• EXERCISE
Return each of the entries below precisely as it appears.

• SUPPLIED ENTRIES

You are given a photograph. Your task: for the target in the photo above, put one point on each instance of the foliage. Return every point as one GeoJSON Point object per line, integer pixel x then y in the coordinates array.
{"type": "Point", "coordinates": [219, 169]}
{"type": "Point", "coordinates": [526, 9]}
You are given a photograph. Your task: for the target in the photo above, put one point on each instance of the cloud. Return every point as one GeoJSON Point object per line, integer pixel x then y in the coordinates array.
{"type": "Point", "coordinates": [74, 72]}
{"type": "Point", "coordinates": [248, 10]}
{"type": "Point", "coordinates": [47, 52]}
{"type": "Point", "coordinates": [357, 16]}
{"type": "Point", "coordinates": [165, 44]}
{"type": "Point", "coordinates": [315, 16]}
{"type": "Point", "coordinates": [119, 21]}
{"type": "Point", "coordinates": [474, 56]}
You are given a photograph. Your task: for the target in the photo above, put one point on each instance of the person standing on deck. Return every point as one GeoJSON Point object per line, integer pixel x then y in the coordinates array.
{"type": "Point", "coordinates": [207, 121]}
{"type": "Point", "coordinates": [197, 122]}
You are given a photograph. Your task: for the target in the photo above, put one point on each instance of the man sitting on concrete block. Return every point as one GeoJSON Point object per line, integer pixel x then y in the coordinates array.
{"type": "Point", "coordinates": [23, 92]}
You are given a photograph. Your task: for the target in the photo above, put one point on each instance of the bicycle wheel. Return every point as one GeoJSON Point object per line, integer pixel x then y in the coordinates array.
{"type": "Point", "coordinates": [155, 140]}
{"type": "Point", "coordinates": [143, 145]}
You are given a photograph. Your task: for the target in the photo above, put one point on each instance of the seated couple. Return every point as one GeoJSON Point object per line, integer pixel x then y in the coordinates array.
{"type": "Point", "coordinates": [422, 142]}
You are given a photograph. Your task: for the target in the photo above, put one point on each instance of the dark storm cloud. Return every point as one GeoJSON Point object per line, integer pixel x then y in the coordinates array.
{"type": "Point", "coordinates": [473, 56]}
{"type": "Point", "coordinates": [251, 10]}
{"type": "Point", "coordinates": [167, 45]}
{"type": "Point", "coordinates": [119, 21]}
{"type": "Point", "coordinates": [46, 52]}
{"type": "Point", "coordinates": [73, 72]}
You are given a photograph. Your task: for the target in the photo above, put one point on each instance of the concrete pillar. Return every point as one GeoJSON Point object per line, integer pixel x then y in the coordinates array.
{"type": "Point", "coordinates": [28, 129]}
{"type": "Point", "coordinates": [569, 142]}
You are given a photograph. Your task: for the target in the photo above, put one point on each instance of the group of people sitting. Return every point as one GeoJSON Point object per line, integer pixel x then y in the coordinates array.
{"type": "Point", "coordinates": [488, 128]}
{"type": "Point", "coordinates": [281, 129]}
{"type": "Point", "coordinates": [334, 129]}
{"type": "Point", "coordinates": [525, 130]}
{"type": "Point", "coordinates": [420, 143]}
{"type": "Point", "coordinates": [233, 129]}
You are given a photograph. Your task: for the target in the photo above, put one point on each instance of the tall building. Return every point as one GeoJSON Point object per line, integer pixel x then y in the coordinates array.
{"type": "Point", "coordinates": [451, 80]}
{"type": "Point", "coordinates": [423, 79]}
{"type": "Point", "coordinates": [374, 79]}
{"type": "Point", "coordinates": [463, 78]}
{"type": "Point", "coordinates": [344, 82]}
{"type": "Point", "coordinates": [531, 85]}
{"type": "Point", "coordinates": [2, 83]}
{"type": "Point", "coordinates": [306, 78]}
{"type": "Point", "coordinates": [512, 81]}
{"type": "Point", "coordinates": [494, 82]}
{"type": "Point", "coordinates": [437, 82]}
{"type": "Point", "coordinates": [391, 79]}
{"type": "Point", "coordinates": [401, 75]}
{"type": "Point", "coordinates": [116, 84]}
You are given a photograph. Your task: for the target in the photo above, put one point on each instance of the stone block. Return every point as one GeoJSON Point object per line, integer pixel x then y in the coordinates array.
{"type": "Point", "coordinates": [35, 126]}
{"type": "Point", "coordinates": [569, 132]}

• EXERCISE OUTPUT
You are given a photograph. Your task: for the target in the photo above, put one point on each instance of the foliage. Return every point as one GeoJSON Point object per line, integer pixel x then y in the coordinates array.
{"type": "Point", "coordinates": [219, 169]}
{"type": "Point", "coordinates": [526, 9]}
You are given a photograph. Your task: for the target in the photo above, put one point on each instance of the cloud. Return every point as one GeoJSON Point object per line, integer pixel x then y in the coordinates array.
{"type": "Point", "coordinates": [74, 72]}
{"type": "Point", "coordinates": [248, 10]}
{"type": "Point", "coordinates": [47, 52]}
{"type": "Point", "coordinates": [357, 16]}
{"type": "Point", "coordinates": [165, 44]}
{"type": "Point", "coordinates": [315, 16]}
{"type": "Point", "coordinates": [119, 21]}
{"type": "Point", "coordinates": [474, 56]}
You are given a photograph. Your task: for the target in the photo above, put one point on each instance of the person standing on deck. Return every point as one GeoJSON Point object per line, integer pixel x then y in the coordinates array.
{"type": "Point", "coordinates": [207, 121]}
{"type": "Point", "coordinates": [197, 122]}
You are given a photograph. Your task: for the target in the photo above, put one point on each instance of the man sitting on concrete block. Return every point as one GeoJSON Point object per line, integer pixel x then y in the coordinates array.
{"type": "Point", "coordinates": [23, 92]}
You are given a photograph. Your task: for the target in the photo above, put one point on each instance of the bicycle wheel. Return every point as one GeoJSON Point object per line, integer pixel x then y in the coordinates array.
{"type": "Point", "coordinates": [155, 140]}
{"type": "Point", "coordinates": [143, 145]}
You are given a photograph. Your task: for the target in the photo above, put one point on each instance of the seated couple. Return every point as one GeoJSON Point object per line, integer pixel x then y in the coordinates array.
{"type": "Point", "coordinates": [422, 142]}
You are given a photograph. Your task: for the target in the photo above, put one point on each instance of the dark storm cloud. Return every point as one GeoJSON Point object per line, integer pixel x then y in the coordinates array.
{"type": "Point", "coordinates": [473, 56]}
{"type": "Point", "coordinates": [251, 10]}
{"type": "Point", "coordinates": [167, 45]}
{"type": "Point", "coordinates": [119, 21]}
{"type": "Point", "coordinates": [46, 52]}
{"type": "Point", "coordinates": [73, 72]}
You are given a photograph. Your task: for the target in the photo above, put one point on each instance of the concrete pillar. Return every point as one GeoJSON Point object per line, integer pixel x then y in the coordinates array.
{"type": "Point", "coordinates": [28, 129]}
{"type": "Point", "coordinates": [569, 142]}
You are given a photograph. Your task: for the target in the photo above, put one point on each instance of the group of people sitting. Return every point as one GeoJSON Point object per line, integer pixel x then y in the coordinates array.
{"type": "Point", "coordinates": [488, 128]}
{"type": "Point", "coordinates": [281, 129]}
{"type": "Point", "coordinates": [334, 129]}
{"type": "Point", "coordinates": [525, 130]}
{"type": "Point", "coordinates": [420, 143]}
{"type": "Point", "coordinates": [233, 129]}
You are given a photograph. Your task: for the target in the photo above, put one point on each instance of the tall building. Return every point as one GeoJSON Point object per line, integer pixel x then y in the coordinates array.
{"type": "Point", "coordinates": [451, 80]}
{"type": "Point", "coordinates": [423, 79]}
{"type": "Point", "coordinates": [374, 79]}
{"type": "Point", "coordinates": [463, 78]}
{"type": "Point", "coordinates": [344, 82]}
{"type": "Point", "coordinates": [531, 85]}
{"type": "Point", "coordinates": [2, 83]}
{"type": "Point", "coordinates": [306, 78]}
{"type": "Point", "coordinates": [512, 81]}
{"type": "Point", "coordinates": [494, 82]}
{"type": "Point", "coordinates": [437, 82]}
{"type": "Point", "coordinates": [391, 79]}
{"type": "Point", "coordinates": [401, 75]}
{"type": "Point", "coordinates": [116, 84]}
You are given a photograph. Your task: for the target in the photo above, put one point on each instance of the stone block. Return every point as one GeoJSON Point object per line, integer pixel x then y in the coordinates array.
{"type": "Point", "coordinates": [35, 126]}
{"type": "Point", "coordinates": [569, 132]}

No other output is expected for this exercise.